> [Assigned task]
Pull each line holding "water" out of the entries below.

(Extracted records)
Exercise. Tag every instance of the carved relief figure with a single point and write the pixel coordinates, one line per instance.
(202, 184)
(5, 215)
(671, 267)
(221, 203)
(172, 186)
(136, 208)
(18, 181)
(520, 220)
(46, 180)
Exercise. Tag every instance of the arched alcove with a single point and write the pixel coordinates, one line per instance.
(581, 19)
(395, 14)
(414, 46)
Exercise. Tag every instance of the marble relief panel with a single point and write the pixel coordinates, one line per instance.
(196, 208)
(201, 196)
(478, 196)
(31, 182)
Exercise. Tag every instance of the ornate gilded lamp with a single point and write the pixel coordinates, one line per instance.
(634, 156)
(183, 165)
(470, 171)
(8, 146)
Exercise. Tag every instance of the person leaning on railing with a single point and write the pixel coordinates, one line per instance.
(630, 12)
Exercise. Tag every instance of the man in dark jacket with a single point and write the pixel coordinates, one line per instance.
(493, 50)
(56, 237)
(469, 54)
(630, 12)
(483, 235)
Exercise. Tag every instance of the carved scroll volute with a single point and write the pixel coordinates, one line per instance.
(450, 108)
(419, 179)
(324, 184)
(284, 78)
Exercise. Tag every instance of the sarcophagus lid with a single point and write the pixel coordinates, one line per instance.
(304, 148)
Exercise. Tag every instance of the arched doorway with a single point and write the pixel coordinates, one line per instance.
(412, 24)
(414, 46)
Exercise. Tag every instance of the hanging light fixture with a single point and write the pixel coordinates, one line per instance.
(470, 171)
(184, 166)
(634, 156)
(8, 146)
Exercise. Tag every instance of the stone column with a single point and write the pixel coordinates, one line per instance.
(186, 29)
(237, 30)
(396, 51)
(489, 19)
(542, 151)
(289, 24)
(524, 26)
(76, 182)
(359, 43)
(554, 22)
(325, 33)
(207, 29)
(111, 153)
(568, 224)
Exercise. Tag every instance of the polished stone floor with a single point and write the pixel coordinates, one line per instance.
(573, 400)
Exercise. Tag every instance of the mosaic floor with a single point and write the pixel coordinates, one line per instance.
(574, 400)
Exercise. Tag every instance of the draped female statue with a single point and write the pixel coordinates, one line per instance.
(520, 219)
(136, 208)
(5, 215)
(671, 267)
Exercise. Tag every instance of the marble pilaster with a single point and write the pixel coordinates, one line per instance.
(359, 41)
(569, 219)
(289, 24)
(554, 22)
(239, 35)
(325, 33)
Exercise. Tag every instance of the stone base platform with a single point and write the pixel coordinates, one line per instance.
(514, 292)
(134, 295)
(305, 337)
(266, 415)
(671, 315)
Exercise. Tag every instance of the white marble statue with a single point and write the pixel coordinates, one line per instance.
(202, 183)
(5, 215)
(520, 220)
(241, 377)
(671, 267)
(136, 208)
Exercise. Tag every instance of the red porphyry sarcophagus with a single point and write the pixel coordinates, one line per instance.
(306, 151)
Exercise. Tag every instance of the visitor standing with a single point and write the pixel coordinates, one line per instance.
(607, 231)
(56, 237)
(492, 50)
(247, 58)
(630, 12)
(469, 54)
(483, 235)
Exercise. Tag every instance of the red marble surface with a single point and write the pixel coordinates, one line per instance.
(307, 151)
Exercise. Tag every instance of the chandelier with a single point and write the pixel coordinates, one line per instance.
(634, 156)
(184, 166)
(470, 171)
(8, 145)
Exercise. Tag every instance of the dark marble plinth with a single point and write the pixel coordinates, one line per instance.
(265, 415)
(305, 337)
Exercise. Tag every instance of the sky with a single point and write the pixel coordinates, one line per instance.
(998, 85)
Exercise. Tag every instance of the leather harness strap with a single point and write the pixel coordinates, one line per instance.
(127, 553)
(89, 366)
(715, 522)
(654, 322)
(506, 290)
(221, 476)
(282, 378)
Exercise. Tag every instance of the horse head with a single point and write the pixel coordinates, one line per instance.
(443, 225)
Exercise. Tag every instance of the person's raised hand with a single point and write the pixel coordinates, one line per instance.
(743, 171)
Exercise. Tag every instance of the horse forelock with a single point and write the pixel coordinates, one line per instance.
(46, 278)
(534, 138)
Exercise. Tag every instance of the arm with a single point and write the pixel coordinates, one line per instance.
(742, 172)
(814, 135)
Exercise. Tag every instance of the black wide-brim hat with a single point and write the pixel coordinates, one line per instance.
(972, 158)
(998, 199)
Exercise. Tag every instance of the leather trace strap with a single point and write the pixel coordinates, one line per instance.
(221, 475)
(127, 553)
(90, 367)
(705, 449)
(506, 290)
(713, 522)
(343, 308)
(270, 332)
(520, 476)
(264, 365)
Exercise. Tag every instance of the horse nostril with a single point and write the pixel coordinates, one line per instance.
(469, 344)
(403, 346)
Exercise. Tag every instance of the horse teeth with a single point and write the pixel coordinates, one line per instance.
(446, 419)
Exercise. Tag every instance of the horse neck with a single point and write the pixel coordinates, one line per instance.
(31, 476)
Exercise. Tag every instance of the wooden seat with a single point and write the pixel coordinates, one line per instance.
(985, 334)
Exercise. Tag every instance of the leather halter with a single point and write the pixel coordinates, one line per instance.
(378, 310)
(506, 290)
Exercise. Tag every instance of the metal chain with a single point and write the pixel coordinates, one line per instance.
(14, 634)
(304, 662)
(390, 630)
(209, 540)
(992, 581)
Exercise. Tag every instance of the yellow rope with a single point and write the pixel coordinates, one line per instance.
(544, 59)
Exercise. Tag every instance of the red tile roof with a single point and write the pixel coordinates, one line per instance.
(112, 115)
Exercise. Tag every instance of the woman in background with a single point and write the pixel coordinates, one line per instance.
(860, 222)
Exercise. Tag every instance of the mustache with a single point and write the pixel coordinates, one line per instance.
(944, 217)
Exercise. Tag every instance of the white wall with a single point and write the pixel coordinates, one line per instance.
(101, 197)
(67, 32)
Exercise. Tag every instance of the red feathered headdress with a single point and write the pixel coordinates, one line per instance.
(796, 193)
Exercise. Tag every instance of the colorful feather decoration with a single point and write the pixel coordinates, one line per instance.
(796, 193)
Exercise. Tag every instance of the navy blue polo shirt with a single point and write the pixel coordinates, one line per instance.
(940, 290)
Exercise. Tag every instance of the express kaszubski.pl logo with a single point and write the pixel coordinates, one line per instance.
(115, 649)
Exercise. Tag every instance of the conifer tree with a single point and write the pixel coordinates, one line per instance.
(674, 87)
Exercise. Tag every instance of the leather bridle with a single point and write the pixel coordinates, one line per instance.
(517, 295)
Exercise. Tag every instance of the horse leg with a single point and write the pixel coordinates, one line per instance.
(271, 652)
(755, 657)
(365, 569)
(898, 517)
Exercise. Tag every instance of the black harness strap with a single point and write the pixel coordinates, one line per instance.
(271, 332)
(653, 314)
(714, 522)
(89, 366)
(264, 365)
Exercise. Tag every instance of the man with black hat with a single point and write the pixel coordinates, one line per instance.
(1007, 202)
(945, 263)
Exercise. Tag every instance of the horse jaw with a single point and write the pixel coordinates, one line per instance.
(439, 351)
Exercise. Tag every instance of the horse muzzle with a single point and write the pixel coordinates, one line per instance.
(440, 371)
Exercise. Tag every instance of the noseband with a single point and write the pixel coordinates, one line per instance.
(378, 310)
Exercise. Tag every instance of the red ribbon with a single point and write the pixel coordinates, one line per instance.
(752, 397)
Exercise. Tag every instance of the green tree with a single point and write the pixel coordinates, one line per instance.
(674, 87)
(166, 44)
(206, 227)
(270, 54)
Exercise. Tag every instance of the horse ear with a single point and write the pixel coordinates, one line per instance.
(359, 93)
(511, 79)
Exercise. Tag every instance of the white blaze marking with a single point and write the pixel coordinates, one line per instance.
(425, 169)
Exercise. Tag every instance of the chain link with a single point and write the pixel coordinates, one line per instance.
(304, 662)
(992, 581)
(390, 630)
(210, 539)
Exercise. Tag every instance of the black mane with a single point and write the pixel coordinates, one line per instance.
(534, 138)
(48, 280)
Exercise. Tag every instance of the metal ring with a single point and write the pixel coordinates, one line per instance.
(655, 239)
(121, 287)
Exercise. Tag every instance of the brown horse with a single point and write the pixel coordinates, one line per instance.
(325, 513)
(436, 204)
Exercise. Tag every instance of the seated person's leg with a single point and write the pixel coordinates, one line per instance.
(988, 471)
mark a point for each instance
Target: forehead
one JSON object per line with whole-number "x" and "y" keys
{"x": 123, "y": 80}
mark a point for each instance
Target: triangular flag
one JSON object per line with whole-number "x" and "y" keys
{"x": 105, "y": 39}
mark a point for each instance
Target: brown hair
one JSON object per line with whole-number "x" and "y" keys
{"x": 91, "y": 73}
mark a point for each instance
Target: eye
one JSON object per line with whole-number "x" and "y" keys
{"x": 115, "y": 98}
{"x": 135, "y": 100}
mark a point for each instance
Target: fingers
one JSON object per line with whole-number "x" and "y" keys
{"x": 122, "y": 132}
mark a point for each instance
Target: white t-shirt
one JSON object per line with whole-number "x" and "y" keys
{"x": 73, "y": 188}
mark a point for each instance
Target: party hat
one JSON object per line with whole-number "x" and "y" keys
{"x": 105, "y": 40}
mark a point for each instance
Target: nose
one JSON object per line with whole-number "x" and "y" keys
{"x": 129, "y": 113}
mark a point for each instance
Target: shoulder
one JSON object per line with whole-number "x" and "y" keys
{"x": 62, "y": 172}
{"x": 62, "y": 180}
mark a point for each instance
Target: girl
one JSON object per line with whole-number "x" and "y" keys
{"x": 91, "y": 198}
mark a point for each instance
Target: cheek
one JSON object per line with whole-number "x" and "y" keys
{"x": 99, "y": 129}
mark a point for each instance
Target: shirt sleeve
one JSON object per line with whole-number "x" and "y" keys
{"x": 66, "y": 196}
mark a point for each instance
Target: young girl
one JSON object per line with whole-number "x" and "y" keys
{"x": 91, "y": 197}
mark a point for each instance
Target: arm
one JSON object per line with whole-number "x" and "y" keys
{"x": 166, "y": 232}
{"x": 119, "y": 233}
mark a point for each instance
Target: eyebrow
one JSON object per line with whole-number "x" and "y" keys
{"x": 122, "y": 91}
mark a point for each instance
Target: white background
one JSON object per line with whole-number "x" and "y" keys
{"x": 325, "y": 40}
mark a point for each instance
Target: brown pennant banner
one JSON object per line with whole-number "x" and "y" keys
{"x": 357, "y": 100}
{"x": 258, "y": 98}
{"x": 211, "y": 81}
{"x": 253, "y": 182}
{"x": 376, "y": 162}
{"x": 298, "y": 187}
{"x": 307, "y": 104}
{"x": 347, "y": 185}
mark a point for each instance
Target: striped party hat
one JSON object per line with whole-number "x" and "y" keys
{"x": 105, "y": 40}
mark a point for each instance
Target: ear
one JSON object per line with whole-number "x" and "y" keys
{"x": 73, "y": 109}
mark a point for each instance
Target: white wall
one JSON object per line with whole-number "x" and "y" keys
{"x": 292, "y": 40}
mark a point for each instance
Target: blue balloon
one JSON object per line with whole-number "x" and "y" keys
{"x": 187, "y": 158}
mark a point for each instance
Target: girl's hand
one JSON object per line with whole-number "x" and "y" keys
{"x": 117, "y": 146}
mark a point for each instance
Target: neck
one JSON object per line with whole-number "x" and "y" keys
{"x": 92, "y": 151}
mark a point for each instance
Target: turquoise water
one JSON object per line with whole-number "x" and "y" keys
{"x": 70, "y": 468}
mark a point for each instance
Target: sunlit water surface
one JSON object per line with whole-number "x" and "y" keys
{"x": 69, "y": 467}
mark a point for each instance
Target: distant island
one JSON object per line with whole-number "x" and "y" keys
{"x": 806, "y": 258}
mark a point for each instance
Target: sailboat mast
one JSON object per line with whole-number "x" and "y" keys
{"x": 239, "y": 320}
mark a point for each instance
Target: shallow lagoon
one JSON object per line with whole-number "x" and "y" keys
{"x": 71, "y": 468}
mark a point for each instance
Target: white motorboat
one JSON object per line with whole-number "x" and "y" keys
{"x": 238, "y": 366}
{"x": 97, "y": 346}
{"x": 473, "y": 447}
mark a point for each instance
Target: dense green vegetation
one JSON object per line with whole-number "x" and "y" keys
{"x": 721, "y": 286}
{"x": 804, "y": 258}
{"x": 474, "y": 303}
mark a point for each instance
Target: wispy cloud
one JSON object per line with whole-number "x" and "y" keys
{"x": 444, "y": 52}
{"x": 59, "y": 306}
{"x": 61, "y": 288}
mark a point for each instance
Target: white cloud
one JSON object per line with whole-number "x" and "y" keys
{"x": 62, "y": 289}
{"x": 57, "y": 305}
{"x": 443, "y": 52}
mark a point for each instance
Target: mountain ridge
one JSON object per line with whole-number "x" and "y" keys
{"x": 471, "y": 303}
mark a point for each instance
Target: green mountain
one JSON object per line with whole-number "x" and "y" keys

> [Answer box]
Target: turquoise water
Target: sunlit water surface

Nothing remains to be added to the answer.